— WORK REQUEST —
From the records below, extract every line that contains the string "positive", and copy each such line in full.
Content starts
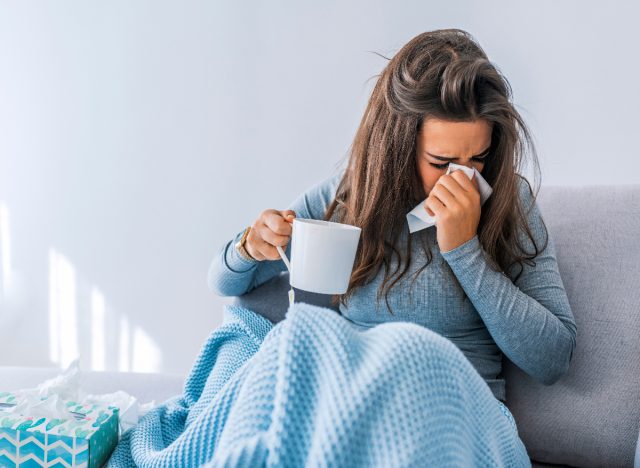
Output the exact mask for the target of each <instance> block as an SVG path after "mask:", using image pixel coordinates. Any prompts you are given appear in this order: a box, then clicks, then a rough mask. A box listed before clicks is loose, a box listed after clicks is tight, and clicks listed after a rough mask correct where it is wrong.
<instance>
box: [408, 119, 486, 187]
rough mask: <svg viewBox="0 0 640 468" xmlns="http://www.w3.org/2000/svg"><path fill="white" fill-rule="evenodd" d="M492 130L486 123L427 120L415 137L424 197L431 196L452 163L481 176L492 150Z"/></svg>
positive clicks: (416, 156)
mask: <svg viewBox="0 0 640 468" xmlns="http://www.w3.org/2000/svg"><path fill="white" fill-rule="evenodd" d="M491 130H492V128H491V124H490V123H489V122H487V121H486V120H475V121H472V122H453V121H449V120H438V119H433V118H429V119H425V120H424V121H423V123H422V128H421V129H420V131H419V132H418V135H417V137H416V138H417V142H416V148H417V149H416V151H417V155H416V157H417V162H418V171H419V172H420V177H421V178H422V184H423V186H424V191H425V193H426V194H427V195H429V192H431V189H432V188H433V186H434V185H435V184H436V182H437V181H438V179H439V178H440V177H441V176H443V175H444V174H445V173H446V172H447V166H448V162H449V161H451V162H454V163H456V164H460V165H463V166H468V167H471V168H474V167H475V168H476V169H477V170H478V172H482V169H483V168H484V161H483V157H484V156H485V155H486V154H487V153H488V150H489V148H490V146H491ZM436 166H441V167H436Z"/></svg>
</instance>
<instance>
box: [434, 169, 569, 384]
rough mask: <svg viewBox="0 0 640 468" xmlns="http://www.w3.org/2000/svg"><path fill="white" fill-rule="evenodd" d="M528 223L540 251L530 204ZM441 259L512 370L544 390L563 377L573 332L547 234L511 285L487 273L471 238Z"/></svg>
mask: <svg viewBox="0 0 640 468" xmlns="http://www.w3.org/2000/svg"><path fill="white" fill-rule="evenodd" d="M520 182H521V183H522V185H521V186H520V187H521V190H520V193H521V195H520V196H521V197H522V200H523V204H524V207H525V211H526V209H527V208H528V207H529V206H530V205H531V201H533V194H532V193H531V190H530V189H529V185H528V184H527V182H526V181H525V180H524V179H521V180H520ZM528 220H529V226H530V228H531V230H532V234H533V236H534V238H535V241H536V245H537V246H538V248H540V247H542V246H544V240H545V234H544V226H543V224H542V215H541V214H540V210H539V208H538V204H537V202H535V201H534V205H533V207H532V209H531V211H530V212H529V215H528ZM524 237H526V236H524ZM524 237H523V240H525V246H527V249H532V245H531V241H530V239H528V237H527V238H526V239H524ZM529 251H532V250H529ZM441 254H442V256H443V257H444V259H445V260H446V261H447V263H448V264H449V266H450V267H451V269H452V270H453V272H454V273H455V275H456V277H457V278H458V281H459V282H460V284H461V286H462V288H463V289H464V291H465V292H466V294H467V296H468V297H469V299H470V300H471V302H472V303H473V305H474V307H475V309H476V310H477V311H478V313H479V314H480V316H481V317H482V319H483V321H484V323H485V325H486V326H487V329H488V330H489V333H490V334H491V336H492V337H493V339H494V341H495V342H496V344H497V345H498V346H499V347H500V349H501V350H502V352H503V353H504V354H506V355H507V357H508V358H509V359H510V360H511V361H512V362H513V363H514V364H516V365H517V366H518V367H520V368H521V369H522V370H523V371H525V372H526V373H527V374H529V375H530V376H532V377H533V378H535V379H536V380H538V381H540V382H541V383H543V384H545V385H551V384H553V383H555V382H556V381H557V380H558V379H559V378H560V377H561V376H562V375H563V374H565V373H566V372H567V370H568V368H569V362H570V361H571V356H572V355H573V350H574V349H575V346H576V335H577V328H576V323H575V319H574V317H573V313H572V311H571V307H570V305H569V299H568V298H567V293H566V291H565V289H564V285H563V283H562V278H560V272H559V270H558V263H557V260H556V253H555V243H554V242H553V239H552V238H551V235H550V234H549V241H548V244H547V246H546V248H545V249H544V250H543V251H542V252H540V253H539V254H538V256H537V257H535V258H534V261H535V266H530V265H527V264H526V263H525V264H523V271H522V274H521V275H520V277H519V278H518V280H517V281H516V282H515V284H514V282H512V280H511V279H510V278H509V277H508V276H507V275H505V274H504V273H502V272H497V271H494V270H493V269H492V268H491V266H490V265H489V263H488V261H487V259H486V257H485V256H486V255H487V254H486V252H485V251H484V249H483V248H482V245H481V244H480V241H479V239H478V236H477V234H476V235H475V236H474V237H473V238H471V239H470V240H468V241H467V242H465V243H464V244H462V245H459V246H458V247H456V248H455V249H453V250H450V251H448V252H441ZM516 269H517V270H518V271H519V269H518V268H517V267H516Z"/></svg>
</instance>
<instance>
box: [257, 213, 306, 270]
mask: <svg viewBox="0 0 640 468" xmlns="http://www.w3.org/2000/svg"><path fill="white" fill-rule="evenodd" d="M295 217H296V212H295V211H293V210H284V211H280V210H274V209H267V210H264V211H263V212H262V213H260V216H259V217H258V219H256V220H255V221H254V223H253V224H252V225H251V230H250V231H249V234H248V235H247V239H246V241H245V244H244V247H245V249H247V252H249V255H251V256H252V257H253V258H255V259H256V260H259V261H263V260H278V259H279V258H280V254H279V253H278V249H276V246H277V245H279V246H280V247H282V248H283V249H284V246H285V245H287V244H288V243H289V239H291V231H292V226H291V223H292V222H293V219H294V218H295Z"/></svg>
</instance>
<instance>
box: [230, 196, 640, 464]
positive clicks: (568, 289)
mask: <svg viewBox="0 0 640 468" xmlns="http://www.w3.org/2000/svg"><path fill="white" fill-rule="evenodd" d="M538 204H539V206H540V210H541V212H542V214H543V218H544V220H545V223H546V225H547V228H548V230H549V233H550V235H551V237H552V238H553V241H554V243H555V246H556V253H557V256H558V263H559V268H560V274H561V276H562V279H563V282H564V285H565V288H566V290H567V294H568V296H569V301H570V303H571V307H572V310H573V313H574V315H575V318H576V323H577V327H578V334H577V345H576V350H575V352H574V355H573V359H572V362H571V368H570V370H569V372H568V373H567V375H565V376H564V377H563V378H561V379H560V380H559V381H558V382H556V383H555V384H554V385H551V386H544V385H541V384H539V383H537V382H535V381H534V380H533V379H531V378H530V377H529V376H527V375H526V374H525V373H524V372H522V371H521V370H520V369H519V368H517V367H516V366H515V365H514V364H513V363H511V361H509V360H508V358H506V357H505V358H504V368H503V372H502V376H504V377H505V380H506V389H507V394H506V395H507V401H506V404H507V406H508V407H509V409H510V410H511V412H512V413H513V415H514V417H515V419H516V421H517V423H518V428H519V429H518V431H519V434H520V436H521V438H522V440H523V441H524V443H525V445H526V447H527V451H528V452H529V455H530V456H531V457H532V459H534V460H537V461H539V462H540V463H544V462H546V463H550V464H566V465H573V466H631V465H632V464H633V458H634V453H635V447H636V441H637V438H638V432H639V430H640V404H639V403H638V402H640V359H638V356H640V339H639V338H638V337H640V313H639V308H640V243H639V242H638V235H639V234H640V185H621V186H586V187H559V186H543V187H542V188H541V189H540V193H539V197H538ZM288 288H289V285H288V274H286V273H281V274H280V275H279V276H278V277H276V278H273V279H272V280H270V281H269V282H267V283H265V284H264V285H262V286H260V287H259V288H257V289H255V290H254V291H251V292H250V293H248V294H246V295H244V296H241V297H237V298H235V299H234V302H235V303H236V304H241V305H245V306H247V307H249V308H251V309H253V310H256V311H257V312H259V313H261V314H262V315H264V316H265V317H267V318H268V319H269V320H271V321H272V322H274V323H275V322H278V321H280V320H282V319H283V318H284V316H285V314H286V311H287V308H288V296H287V290H288ZM330 297H331V296H328V295H322V294H313V293H307V292H305V291H300V290H297V289H296V302H298V301H300V302H308V303H311V304H315V305H321V306H322V305H324V306H325V307H327V306H329V307H331V308H334V307H333V306H331V305H330V303H329V300H330ZM334 309H336V308H334Z"/></svg>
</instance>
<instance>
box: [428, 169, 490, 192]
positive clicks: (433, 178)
mask: <svg viewBox="0 0 640 468" xmlns="http://www.w3.org/2000/svg"><path fill="white" fill-rule="evenodd" d="M418 170H419V171H420V177H421V179H422V185H423V186H424V191H425V193H427V194H429V192H430V191H431V189H432V188H433V186H434V185H435V184H436V182H437V181H438V179H439V178H440V177H441V176H442V175H443V174H444V173H445V172H446V170H441V169H437V168H435V167H433V166H432V165H431V164H429V163H428V162H420V164H418ZM478 170H479V169H478Z"/></svg>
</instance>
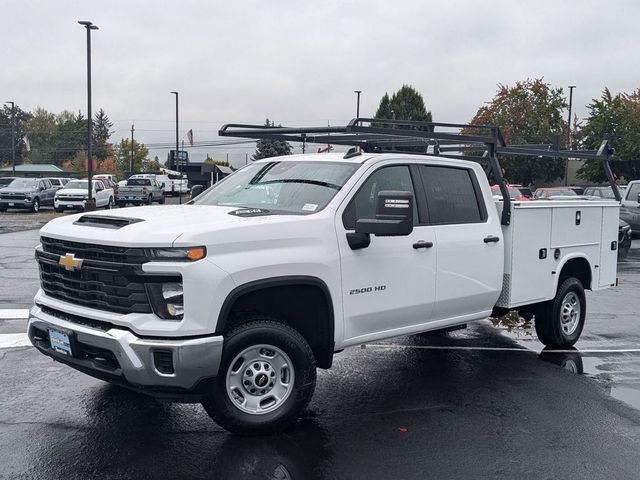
Content ends
— SOLUTION TO THIS TASK —
positive clicks: (416, 156)
positive clicks: (568, 289)
positive clicks: (433, 178)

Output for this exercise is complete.